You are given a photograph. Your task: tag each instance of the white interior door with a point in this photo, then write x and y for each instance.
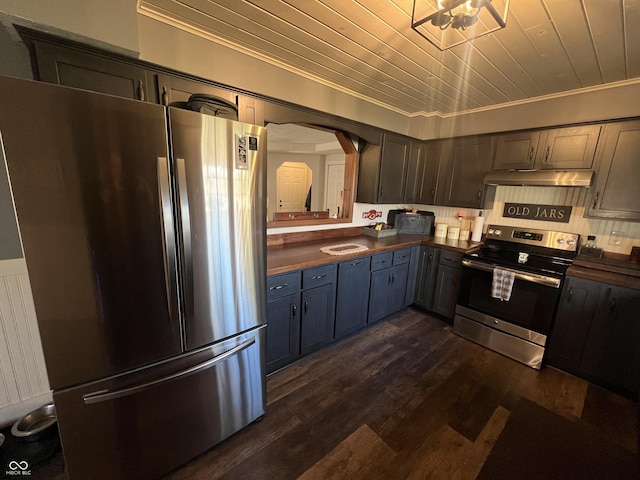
(293, 180)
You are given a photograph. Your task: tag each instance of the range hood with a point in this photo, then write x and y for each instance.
(541, 178)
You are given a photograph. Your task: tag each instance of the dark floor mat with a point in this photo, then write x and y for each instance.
(541, 445)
━━━
Every line from the one with "of the dark" to the end of the records above should be returned exactly, and no other lines.

* **Finished exercise**:
You are given a photograph. Your task: tag each instance of the dark floor mat with a point in this photo, then write x and y for each instance.
(541, 445)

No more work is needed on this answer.